[Exercise input — start]

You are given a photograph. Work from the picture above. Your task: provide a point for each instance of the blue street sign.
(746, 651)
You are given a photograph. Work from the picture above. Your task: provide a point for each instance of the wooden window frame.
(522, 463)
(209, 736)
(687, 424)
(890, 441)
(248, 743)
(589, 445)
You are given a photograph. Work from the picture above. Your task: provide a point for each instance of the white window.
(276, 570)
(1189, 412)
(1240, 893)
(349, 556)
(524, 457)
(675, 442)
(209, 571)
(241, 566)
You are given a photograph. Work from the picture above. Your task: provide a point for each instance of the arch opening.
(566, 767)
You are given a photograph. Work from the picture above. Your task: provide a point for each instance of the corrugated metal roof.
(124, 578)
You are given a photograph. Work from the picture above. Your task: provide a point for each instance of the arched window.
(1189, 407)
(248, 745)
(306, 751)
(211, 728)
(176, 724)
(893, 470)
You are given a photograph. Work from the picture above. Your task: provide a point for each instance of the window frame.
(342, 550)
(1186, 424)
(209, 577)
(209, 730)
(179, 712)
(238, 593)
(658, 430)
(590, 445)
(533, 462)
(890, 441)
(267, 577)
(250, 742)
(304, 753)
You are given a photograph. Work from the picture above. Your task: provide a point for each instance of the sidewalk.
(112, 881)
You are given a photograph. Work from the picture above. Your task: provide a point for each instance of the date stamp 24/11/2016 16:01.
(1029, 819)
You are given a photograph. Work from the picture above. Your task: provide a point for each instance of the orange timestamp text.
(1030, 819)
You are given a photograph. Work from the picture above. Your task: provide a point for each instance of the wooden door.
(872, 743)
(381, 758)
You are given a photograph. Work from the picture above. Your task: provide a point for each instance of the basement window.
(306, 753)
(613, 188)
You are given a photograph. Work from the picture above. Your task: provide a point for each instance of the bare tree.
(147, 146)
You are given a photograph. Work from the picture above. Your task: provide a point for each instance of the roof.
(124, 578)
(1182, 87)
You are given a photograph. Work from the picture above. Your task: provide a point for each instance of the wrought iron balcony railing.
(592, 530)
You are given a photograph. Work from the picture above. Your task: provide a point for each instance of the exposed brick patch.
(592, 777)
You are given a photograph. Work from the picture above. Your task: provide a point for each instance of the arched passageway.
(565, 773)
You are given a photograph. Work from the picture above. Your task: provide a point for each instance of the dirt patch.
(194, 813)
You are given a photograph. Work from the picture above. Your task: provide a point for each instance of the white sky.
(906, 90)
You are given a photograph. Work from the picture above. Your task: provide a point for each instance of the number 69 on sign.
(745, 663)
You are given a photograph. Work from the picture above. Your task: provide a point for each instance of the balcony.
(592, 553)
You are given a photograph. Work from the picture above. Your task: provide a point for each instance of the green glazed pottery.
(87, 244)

[Exercise input — finish]
[Exercise input — start]

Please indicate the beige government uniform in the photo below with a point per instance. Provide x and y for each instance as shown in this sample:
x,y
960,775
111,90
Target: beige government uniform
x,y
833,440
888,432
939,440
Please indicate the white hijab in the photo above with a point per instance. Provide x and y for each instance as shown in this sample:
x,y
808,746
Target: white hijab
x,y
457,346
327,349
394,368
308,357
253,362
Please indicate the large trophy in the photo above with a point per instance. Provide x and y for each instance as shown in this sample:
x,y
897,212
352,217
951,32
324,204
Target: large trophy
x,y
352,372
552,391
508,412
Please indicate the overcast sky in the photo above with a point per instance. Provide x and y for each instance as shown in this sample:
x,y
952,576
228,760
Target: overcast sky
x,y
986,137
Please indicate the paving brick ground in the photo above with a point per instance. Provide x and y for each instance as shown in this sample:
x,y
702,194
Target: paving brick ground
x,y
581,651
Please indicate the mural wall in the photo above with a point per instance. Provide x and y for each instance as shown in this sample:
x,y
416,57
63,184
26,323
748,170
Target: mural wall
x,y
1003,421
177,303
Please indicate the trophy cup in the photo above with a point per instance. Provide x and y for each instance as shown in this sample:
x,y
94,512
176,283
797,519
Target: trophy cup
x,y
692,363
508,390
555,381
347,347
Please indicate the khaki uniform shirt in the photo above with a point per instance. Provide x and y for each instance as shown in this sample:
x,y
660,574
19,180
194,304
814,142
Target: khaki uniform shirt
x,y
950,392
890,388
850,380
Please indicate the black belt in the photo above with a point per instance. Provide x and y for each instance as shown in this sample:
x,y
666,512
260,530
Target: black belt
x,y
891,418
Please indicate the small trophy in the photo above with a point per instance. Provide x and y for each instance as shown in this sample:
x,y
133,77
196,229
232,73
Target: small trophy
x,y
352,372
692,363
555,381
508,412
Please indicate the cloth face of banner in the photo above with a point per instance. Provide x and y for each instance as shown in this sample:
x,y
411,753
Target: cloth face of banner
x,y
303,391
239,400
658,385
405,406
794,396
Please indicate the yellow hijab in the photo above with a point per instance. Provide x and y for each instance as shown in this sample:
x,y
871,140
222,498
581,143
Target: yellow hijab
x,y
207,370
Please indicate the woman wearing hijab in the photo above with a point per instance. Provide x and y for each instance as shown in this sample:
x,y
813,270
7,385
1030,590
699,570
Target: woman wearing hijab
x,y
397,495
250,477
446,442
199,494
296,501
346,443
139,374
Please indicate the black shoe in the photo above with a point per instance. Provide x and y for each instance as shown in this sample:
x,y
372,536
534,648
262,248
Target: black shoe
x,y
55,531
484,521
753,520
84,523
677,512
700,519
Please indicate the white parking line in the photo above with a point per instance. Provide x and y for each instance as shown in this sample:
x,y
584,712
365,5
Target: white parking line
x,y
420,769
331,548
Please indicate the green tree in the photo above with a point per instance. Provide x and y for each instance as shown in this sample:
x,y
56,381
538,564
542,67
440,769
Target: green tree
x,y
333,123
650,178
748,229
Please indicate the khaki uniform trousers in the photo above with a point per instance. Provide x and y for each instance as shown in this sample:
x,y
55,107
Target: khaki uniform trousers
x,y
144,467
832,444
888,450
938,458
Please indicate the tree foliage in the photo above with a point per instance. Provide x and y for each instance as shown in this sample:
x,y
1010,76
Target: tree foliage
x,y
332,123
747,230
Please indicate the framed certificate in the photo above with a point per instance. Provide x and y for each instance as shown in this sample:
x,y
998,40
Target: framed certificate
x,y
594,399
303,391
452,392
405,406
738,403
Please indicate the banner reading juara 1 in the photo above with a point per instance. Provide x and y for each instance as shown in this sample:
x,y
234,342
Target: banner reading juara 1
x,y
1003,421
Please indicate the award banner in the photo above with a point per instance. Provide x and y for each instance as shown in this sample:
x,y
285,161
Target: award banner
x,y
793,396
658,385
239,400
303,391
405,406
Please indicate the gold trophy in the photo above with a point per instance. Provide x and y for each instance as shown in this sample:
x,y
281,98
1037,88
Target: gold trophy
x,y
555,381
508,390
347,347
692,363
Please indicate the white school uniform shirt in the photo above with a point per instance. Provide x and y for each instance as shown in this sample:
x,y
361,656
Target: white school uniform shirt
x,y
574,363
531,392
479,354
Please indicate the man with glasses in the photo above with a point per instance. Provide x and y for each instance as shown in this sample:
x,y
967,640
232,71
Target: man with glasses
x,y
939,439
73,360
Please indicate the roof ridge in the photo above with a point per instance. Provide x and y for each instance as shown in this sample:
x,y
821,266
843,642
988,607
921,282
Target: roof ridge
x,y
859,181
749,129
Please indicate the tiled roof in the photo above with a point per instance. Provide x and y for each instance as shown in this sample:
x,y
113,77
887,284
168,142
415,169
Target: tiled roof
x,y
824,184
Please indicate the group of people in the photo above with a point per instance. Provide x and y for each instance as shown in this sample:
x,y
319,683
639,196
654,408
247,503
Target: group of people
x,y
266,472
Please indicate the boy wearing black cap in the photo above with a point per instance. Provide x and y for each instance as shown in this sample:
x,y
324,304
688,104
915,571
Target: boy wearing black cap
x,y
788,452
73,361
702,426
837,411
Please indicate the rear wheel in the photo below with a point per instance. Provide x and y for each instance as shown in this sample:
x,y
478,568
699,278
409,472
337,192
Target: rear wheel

[Exercise input — finish]
[Exercise input — start]

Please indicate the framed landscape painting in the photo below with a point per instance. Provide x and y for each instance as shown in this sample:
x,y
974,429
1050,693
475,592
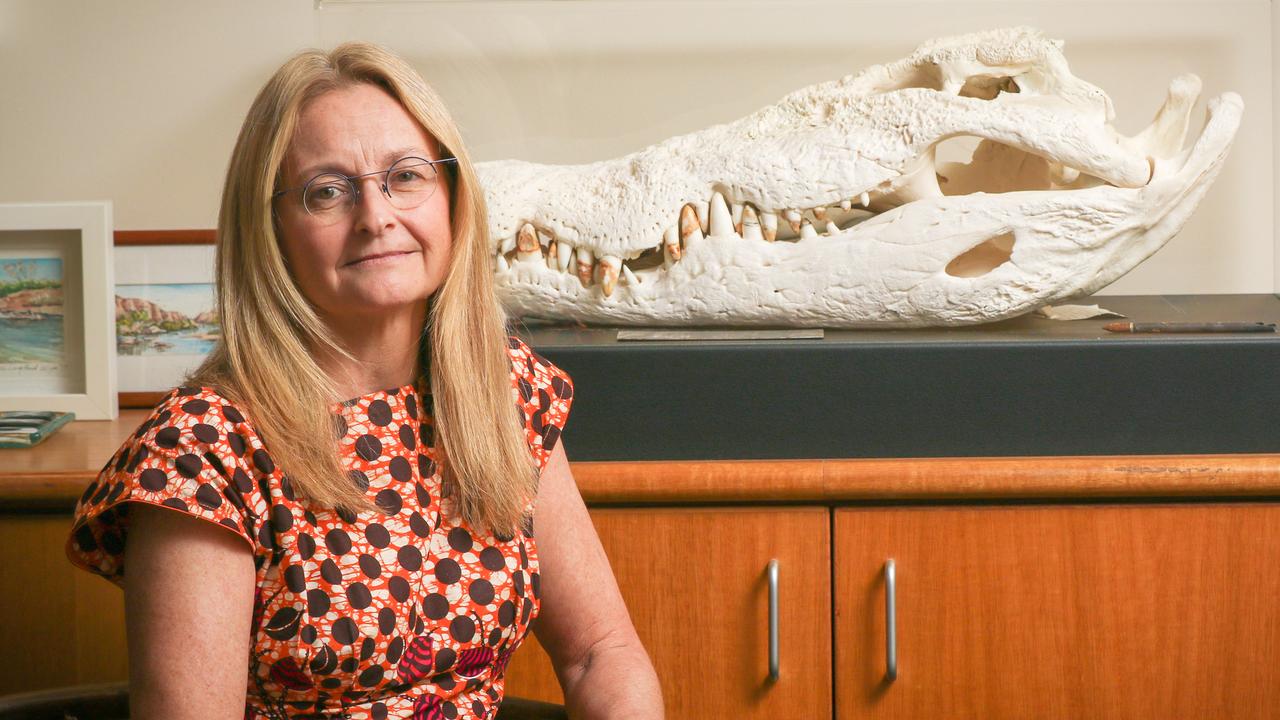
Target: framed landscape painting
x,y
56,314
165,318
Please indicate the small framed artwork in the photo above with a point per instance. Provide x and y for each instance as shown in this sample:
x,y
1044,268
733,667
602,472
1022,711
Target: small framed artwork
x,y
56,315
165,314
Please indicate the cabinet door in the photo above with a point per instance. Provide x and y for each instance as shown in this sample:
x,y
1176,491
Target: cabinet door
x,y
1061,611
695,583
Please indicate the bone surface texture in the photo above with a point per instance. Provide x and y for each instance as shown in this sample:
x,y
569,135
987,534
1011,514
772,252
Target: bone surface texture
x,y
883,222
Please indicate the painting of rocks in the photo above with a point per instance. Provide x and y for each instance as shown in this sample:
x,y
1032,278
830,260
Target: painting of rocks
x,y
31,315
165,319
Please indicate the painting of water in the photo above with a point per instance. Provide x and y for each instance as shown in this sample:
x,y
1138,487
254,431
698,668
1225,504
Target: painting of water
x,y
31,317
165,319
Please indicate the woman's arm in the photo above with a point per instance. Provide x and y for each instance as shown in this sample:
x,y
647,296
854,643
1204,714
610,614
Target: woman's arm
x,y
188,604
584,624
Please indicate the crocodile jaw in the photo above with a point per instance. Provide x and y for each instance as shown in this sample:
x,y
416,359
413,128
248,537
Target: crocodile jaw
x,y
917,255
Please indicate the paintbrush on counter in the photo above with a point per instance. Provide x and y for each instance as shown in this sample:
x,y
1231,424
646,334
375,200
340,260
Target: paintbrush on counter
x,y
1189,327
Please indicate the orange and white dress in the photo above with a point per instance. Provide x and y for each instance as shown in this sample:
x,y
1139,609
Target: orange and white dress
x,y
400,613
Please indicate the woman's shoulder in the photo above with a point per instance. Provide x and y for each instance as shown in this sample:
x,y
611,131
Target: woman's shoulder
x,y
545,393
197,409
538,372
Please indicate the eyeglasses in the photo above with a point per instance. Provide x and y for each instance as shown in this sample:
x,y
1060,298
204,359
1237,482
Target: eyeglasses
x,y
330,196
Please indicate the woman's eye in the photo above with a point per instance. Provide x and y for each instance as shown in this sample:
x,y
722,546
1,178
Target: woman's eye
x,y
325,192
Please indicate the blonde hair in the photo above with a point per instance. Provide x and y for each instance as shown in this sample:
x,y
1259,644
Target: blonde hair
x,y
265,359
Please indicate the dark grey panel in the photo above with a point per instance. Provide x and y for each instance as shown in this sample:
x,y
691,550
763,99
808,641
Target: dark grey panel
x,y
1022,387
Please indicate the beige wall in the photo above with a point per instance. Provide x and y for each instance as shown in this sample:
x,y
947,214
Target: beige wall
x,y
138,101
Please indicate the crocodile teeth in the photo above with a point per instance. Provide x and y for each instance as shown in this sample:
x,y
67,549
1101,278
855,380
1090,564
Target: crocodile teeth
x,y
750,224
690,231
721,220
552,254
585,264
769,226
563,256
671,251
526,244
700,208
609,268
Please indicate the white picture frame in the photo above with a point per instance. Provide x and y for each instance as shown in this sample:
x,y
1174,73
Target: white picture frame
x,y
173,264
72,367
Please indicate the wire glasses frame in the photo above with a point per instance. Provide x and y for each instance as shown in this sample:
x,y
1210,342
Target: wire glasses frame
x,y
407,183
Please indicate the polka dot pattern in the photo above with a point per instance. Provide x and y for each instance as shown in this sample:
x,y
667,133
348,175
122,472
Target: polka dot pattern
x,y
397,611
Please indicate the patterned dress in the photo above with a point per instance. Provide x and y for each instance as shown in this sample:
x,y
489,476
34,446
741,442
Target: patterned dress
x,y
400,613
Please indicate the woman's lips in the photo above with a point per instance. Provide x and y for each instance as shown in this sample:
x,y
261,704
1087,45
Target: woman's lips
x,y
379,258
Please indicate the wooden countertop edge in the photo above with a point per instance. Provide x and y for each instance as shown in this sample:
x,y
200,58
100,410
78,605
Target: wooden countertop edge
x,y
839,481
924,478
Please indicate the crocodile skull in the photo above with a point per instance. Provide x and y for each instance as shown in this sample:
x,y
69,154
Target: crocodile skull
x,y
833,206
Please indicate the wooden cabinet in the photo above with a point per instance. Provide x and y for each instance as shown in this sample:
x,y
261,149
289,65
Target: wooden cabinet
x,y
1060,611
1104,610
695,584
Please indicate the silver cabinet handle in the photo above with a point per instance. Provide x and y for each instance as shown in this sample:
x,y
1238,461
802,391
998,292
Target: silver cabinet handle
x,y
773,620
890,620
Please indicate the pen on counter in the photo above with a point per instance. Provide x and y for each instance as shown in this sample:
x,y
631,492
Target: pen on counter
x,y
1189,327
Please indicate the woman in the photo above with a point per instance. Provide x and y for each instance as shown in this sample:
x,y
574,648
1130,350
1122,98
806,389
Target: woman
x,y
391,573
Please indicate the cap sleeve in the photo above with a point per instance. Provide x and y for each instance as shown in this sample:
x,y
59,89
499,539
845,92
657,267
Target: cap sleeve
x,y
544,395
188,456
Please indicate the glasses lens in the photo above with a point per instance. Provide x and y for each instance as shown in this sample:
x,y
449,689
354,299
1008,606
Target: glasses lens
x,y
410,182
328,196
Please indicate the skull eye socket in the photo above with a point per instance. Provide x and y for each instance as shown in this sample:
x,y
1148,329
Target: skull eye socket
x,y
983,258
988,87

[Exercise input — finish]

Task brief → The answer must consist of every line from the data that holds the string "below".

Problem solution →
Please indicate the beige government uniform in the photo below with a point per instance. Provide x and y for each instance as shown in this sample:
Please indicate the rear wheel in the photo below with a point per instance. Provide x and y for each instance as shown in this sample:
Please indicate the framed landscape painting in the photo below with a point per instance. Provide x and y for each instance as shown in this sample:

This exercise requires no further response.